■ DIRECTIONS
Pull out each line in the listing below that includes the word "plant".

■ DATASET EXTRACT
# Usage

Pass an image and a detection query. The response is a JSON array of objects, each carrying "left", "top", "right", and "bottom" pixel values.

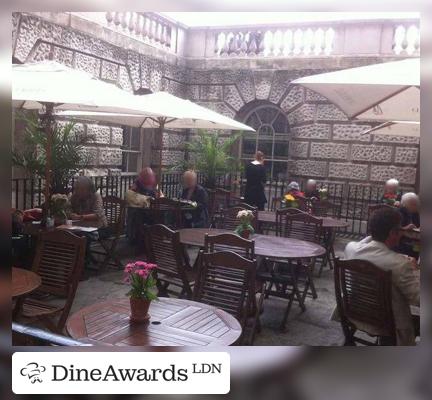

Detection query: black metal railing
[{"left": 12, "top": 172, "right": 394, "bottom": 236}]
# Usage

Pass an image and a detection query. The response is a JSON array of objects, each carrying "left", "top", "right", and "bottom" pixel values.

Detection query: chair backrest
[
  {"left": 193, "top": 251, "right": 256, "bottom": 326},
  {"left": 144, "top": 224, "right": 188, "bottom": 283},
  {"left": 276, "top": 209, "right": 323, "bottom": 243},
  {"left": 334, "top": 259, "right": 396, "bottom": 338},
  {"left": 150, "top": 197, "right": 182, "bottom": 229},
  {"left": 312, "top": 200, "right": 341, "bottom": 218},
  {"left": 102, "top": 196, "right": 126, "bottom": 233},
  {"left": 219, "top": 205, "right": 258, "bottom": 231},
  {"left": 204, "top": 233, "right": 255, "bottom": 260},
  {"left": 32, "top": 229, "right": 86, "bottom": 299},
  {"left": 366, "top": 203, "right": 395, "bottom": 233}
]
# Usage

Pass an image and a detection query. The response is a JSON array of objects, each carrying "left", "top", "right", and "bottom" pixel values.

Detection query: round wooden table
[
  {"left": 258, "top": 211, "right": 349, "bottom": 229},
  {"left": 66, "top": 297, "right": 242, "bottom": 346},
  {"left": 12, "top": 267, "right": 42, "bottom": 297},
  {"left": 180, "top": 228, "right": 326, "bottom": 259}
]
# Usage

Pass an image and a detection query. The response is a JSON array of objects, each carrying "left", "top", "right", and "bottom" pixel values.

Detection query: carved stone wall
[{"left": 12, "top": 13, "right": 419, "bottom": 186}]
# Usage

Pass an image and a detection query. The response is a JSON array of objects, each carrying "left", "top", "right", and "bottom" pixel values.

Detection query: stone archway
[{"left": 237, "top": 100, "right": 291, "bottom": 179}]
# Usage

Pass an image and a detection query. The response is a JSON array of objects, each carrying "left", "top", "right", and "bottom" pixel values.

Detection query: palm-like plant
[
  {"left": 12, "top": 114, "right": 89, "bottom": 193},
  {"left": 182, "top": 130, "right": 241, "bottom": 188}
]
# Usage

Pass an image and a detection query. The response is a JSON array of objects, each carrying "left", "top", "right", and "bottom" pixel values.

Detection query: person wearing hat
[{"left": 287, "top": 181, "right": 304, "bottom": 199}]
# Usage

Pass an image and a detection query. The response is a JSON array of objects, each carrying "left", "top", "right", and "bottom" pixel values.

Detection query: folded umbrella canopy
[
  {"left": 292, "top": 58, "right": 420, "bottom": 121},
  {"left": 57, "top": 92, "right": 255, "bottom": 179},
  {"left": 362, "top": 121, "right": 420, "bottom": 137}
]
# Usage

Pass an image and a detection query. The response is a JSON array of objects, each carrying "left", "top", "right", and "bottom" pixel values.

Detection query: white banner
[{"left": 12, "top": 351, "right": 230, "bottom": 394}]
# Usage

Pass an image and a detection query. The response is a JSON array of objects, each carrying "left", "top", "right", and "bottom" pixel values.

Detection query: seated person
[
  {"left": 345, "top": 208, "right": 420, "bottom": 346},
  {"left": 180, "top": 171, "right": 208, "bottom": 228},
  {"left": 69, "top": 176, "right": 107, "bottom": 228},
  {"left": 130, "top": 167, "right": 163, "bottom": 198},
  {"left": 68, "top": 176, "right": 110, "bottom": 265},
  {"left": 397, "top": 192, "right": 420, "bottom": 259},
  {"left": 305, "top": 179, "right": 320, "bottom": 200},
  {"left": 381, "top": 179, "right": 402, "bottom": 207},
  {"left": 287, "top": 181, "right": 305, "bottom": 199}
]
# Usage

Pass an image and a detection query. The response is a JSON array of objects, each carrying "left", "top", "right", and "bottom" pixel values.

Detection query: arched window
[{"left": 241, "top": 103, "right": 289, "bottom": 179}]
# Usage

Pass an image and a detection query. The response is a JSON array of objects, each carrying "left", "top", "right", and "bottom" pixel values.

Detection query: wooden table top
[
  {"left": 23, "top": 221, "right": 102, "bottom": 236},
  {"left": 180, "top": 228, "right": 326, "bottom": 259},
  {"left": 66, "top": 297, "right": 242, "bottom": 346},
  {"left": 258, "top": 211, "right": 349, "bottom": 229},
  {"left": 12, "top": 267, "right": 42, "bottom": 297}
]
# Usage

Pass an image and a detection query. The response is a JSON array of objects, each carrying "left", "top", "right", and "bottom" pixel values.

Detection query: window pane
[
  {"left": 257, "top": 107, "right": 279, "bottom": 124},
  {"left": 243, "top": 139, "right": 256, "bottom": 154},
  {"left": 258, "top": 141, "right": 273, "bottom": 159},
  {"left": 274, "top": 142, "right": 288, "bottom": 158},
  {"left": 130, "top": 128, "right": 141, "bottom": 150}
]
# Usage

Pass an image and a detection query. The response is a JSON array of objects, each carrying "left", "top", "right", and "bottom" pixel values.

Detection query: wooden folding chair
[
  {"left": 144, "top": 225, "right": 195, "bottom": 299},
  {"left": 22, "top": 230, "right": 86, "bottom": 333},
  {"left": 217, "top": 205, "right": 258, "bottom": 231},
  {"left": 92, "top": 196, "right": 126, "bottom": 271},
  {"left": 193, "top": 251, "right": 259, "bottom": 343},
  {"left": 334, "top": 259, "right": 397, "bottom": 346}
]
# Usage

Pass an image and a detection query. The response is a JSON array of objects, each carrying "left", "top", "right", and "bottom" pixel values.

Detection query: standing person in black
[
  {"left": 245, "top": 151, "right": 267, "bottom": 210},
  {"left": 180, "top": 171, "right": 208, "bottom": 228}
]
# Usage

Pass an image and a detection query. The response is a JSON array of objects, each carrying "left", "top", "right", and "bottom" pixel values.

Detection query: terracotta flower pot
[{"left": 130, "top": 297, "right": 151, "bottom": 322}]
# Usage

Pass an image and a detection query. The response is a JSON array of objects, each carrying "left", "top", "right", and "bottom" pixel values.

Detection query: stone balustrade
[
  {"left": 105, "top": 11, "right": 177, "bottom": 52},
  {"left": 207, "top": 21, "right": 420, "bottom": 57}
]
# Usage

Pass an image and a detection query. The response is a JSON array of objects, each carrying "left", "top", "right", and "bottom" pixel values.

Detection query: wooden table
[
  {"left": 23, "top": 221, "right": 102, "bottom": 236},
  {"left": 180, "top": 228, "right": 326, "bottom": 260},
  {"left": 12, "top": 267, "right": 42, "bottom": 319},
  {"left": 66, "top": 297, "right": 242, "bottom": 346},
  {"left": 258, "top": 211, "right": 349, "bottom": 229}
]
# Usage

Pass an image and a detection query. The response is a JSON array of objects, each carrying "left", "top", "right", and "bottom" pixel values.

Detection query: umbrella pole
[
  {"left": 42, "top": 103, "right": 54, "bottom": 223},
  {"left": 158, "top": 118, "right": 165, "bottom": 191}
]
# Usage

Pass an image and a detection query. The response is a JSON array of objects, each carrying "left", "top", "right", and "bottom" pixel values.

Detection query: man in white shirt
[{"left": 345, "top": 209, "right": 420, "bottom": 346}]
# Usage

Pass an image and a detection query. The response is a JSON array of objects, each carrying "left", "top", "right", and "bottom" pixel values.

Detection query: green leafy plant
[
  {"left": 12, "top": 113, "right": 91, "bottom": 193},
  {"left": 176, "top": 130, "right": 241, "bottom": 188},
  {"left": 124, "top": 261, "right": 157, "bottom": 301}
]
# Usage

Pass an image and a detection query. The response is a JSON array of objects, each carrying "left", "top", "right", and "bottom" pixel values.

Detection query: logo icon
[{"left": 20, "top": 362, "right": 46, "bottom": 383}]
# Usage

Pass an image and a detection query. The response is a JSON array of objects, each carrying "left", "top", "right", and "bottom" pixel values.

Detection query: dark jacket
[
  {"left": 399, "top": 207, "right": 420, "bottom": 228},
  {"left": 245, "top": 163, "right": 267, "bottom": 209},
  {"left": 180, "top": 185, "right": 209, "bottom": 228}
]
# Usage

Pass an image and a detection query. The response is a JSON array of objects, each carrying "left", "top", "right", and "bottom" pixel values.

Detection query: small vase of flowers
[
  {"left": 124, "top": 261, "right": 157, "bottom": 322},
  {"left": 282, "top": 193, "right": 299, "bottom": 208},
  {"left": 318, "top": 188, "right": 328, "bottom": 200},
  {"left": 235, "top": 210, "right": 255, "bottom": 239}
]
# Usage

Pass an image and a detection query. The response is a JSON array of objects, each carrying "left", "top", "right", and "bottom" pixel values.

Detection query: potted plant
[
  {"left": 124, "top": 261, "right": 157, "bottom": 322},
  {"left": 175, "top": 130, "right": 241, "bottom": 189},
  {"left": 235, "top": 210, "right": 255, "bottom": 239},
  {"left": 49, "top": 193, "right": 68, "bottom": 225},
  {"left": 12, "top": 112, "right": 94, "bottom": 193}
]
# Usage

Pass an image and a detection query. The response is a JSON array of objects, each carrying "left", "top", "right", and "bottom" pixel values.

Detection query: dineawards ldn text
[
  {"left": 52, "top": 364, "right": 189, "bottom": 382},
  {"left": 52, "top": 363, "right": 222, "bottom": 382}
]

■ THE RESULT
Detection query: palm-like plant
Detection query: green leafy plant
Detection query: potted plant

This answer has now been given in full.